───── Entries shown ─────
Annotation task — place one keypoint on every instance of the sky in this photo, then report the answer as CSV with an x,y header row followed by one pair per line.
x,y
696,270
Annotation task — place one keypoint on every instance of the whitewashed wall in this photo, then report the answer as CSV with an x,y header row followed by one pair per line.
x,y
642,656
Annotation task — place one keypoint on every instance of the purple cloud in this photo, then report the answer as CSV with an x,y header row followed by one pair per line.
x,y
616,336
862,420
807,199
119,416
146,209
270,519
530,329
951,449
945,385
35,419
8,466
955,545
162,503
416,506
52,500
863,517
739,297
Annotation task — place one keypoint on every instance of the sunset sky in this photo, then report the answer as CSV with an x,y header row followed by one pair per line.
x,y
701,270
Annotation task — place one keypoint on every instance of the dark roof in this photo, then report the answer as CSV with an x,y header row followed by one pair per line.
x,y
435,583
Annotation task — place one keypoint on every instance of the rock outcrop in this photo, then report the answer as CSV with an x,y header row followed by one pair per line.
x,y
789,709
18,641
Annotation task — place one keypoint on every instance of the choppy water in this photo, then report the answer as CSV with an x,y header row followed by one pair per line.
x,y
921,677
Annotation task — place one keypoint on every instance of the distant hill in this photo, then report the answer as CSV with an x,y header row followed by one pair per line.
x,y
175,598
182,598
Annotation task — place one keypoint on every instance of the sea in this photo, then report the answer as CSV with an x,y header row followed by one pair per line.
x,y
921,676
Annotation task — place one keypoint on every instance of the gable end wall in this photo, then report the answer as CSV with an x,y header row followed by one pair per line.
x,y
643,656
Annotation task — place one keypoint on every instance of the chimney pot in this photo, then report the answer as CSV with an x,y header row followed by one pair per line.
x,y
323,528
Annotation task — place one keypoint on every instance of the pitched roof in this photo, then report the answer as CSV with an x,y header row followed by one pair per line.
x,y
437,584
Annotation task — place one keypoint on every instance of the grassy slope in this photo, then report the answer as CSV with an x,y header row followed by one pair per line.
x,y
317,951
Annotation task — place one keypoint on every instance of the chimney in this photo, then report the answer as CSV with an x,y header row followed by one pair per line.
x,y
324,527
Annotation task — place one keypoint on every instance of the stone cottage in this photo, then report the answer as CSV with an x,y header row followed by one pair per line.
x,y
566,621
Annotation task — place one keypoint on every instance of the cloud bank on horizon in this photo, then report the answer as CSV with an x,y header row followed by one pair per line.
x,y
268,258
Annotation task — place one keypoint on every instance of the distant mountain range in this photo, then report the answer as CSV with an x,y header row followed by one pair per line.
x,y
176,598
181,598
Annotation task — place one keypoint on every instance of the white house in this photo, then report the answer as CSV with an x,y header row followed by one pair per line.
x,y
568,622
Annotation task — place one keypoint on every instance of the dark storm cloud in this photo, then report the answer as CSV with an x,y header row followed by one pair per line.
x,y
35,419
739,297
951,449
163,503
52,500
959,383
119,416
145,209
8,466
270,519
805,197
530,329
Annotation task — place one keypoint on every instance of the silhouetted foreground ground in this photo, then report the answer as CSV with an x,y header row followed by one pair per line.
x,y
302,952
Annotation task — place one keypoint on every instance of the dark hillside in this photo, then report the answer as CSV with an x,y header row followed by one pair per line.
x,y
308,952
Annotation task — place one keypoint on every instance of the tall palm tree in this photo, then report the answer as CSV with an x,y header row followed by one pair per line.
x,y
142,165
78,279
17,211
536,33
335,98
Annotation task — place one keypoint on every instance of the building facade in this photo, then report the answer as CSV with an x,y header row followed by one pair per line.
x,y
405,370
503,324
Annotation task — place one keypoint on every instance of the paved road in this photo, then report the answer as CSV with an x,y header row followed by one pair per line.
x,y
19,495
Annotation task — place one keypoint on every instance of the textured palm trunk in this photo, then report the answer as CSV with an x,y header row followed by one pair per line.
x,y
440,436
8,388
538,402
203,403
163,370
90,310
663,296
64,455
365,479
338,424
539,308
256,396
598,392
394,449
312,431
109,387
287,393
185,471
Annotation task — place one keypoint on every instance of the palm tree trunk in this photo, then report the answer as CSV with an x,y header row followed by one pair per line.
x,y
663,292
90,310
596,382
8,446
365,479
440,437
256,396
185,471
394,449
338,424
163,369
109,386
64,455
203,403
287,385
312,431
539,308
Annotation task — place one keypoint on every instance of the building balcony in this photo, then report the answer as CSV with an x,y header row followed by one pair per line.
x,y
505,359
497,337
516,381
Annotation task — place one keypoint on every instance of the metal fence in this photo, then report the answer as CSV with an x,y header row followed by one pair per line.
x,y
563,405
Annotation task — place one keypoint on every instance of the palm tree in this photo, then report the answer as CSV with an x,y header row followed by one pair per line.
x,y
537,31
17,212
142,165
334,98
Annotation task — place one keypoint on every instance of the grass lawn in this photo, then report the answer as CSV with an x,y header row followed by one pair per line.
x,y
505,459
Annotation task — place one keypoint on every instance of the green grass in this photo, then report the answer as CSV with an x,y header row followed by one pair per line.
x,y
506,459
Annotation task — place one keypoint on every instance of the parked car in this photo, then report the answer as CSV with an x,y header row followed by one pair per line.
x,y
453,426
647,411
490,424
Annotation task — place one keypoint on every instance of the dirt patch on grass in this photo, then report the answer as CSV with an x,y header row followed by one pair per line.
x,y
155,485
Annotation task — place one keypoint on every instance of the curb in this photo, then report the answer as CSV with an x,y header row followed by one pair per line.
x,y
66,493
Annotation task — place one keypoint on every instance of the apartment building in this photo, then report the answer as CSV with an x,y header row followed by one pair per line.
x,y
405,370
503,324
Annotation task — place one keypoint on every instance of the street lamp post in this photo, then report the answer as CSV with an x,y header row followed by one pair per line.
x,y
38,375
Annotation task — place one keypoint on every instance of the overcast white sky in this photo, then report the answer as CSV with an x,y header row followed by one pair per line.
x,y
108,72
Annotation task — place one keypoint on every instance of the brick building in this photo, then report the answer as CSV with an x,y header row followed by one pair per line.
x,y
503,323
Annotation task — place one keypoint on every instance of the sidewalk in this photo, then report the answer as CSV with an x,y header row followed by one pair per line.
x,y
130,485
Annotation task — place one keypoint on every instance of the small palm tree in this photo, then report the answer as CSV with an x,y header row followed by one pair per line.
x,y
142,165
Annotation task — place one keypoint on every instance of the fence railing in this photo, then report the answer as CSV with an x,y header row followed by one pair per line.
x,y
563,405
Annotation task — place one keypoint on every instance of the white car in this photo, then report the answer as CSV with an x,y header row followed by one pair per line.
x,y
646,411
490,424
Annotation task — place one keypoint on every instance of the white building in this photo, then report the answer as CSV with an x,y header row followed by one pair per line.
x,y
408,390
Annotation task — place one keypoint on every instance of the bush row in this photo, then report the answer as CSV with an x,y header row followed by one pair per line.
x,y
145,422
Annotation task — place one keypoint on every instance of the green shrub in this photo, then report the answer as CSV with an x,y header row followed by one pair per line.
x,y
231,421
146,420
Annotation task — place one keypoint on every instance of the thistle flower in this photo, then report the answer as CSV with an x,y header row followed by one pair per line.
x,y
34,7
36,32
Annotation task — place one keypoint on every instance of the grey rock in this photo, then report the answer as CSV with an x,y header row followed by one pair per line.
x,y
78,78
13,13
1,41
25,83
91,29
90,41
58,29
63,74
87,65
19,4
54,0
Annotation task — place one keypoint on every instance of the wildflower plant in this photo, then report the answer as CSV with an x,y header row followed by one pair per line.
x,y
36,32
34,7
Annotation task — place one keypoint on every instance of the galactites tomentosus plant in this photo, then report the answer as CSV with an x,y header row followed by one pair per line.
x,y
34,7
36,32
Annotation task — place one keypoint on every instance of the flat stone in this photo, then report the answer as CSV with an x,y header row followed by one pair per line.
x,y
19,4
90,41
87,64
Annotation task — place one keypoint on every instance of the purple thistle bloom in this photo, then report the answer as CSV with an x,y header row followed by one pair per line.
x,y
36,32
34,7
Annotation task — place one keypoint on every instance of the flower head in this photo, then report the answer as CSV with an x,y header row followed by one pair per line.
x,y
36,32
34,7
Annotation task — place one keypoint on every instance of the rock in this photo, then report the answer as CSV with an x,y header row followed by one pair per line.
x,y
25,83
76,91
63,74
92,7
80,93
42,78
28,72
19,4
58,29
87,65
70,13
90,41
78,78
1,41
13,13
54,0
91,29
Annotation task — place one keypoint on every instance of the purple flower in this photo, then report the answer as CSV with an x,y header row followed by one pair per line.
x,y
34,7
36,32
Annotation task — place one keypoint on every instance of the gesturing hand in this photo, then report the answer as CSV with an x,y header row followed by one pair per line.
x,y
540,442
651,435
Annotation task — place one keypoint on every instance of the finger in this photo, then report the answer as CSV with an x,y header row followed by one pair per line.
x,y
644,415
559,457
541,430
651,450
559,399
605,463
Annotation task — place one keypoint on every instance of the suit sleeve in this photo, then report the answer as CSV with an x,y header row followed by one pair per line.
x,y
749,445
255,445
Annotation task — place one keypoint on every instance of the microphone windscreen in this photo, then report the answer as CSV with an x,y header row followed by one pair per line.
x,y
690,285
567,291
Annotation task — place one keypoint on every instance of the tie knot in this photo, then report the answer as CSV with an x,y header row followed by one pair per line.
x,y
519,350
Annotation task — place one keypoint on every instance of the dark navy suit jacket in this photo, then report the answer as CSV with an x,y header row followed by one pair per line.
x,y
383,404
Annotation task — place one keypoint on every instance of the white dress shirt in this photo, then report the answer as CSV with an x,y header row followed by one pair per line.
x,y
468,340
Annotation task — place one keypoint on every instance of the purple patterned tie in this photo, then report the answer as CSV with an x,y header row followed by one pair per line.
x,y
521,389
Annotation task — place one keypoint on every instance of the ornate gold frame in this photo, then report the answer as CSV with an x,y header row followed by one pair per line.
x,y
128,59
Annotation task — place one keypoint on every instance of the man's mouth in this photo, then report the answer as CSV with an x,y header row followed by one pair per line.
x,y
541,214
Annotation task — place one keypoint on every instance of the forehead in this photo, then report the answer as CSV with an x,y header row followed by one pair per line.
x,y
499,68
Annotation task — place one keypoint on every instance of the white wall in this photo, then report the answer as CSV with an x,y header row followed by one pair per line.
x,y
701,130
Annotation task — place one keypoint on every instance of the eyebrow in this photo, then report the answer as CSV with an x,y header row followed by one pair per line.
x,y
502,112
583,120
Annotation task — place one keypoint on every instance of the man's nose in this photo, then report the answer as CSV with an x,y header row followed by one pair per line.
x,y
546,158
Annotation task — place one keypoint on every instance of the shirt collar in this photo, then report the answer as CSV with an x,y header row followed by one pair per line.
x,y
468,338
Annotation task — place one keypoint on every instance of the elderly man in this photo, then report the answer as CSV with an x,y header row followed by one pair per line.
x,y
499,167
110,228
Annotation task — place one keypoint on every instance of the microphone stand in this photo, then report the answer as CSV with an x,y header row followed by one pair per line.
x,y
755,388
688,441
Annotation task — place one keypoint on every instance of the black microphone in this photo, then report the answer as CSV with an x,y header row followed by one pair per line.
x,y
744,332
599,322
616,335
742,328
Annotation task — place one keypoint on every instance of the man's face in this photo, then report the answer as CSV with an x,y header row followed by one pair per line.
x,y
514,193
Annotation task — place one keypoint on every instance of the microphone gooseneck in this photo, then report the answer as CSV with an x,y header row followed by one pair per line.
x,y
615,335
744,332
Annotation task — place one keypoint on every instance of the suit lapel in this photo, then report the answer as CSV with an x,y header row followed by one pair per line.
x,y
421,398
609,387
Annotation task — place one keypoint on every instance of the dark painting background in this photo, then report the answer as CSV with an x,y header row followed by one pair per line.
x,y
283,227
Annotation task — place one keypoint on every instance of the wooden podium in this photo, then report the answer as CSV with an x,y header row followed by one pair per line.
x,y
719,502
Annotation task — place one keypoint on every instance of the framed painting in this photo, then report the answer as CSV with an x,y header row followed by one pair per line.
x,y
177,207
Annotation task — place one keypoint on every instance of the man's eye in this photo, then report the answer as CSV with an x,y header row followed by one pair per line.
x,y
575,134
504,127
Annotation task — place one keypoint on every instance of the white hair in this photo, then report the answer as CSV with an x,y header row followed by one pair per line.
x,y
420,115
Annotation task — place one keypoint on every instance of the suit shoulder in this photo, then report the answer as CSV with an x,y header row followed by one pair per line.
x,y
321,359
─────
▸ **Work instruction**: Copy exactly the line that contains "of the wooden" and every line after it, up to and including the last line of the records.

▸ **Solution**:
Annotation task — place one keypoint on every instance of the wooden podium in this photo, then report the answer as CSV with an x,y header row followed by one pair per line.
x,y
719,502
Annotation task — place one keypoint on every instance of the framed painting in this photo, then report the answer as CSV with an x,y header row followed by one pair per line.
x,y
177,207
Annotation task — place one keypoint on every instance of the man's eye in this photo, then report the answer as CSV with an x,y header row followed by one pair per line.
x,y
575,134
504,127
Annotation task — place one keypoint on every instance of the white hair in this photo, then report the answer as CSV with an x,y header row followed by one pair per line.
x,y
420,115
Annotation task — place one keypoint on every instance of the suit shoulder in this photo, then report the answer as CSV with an x,y header row followed by one pair per line.
x,y
321,359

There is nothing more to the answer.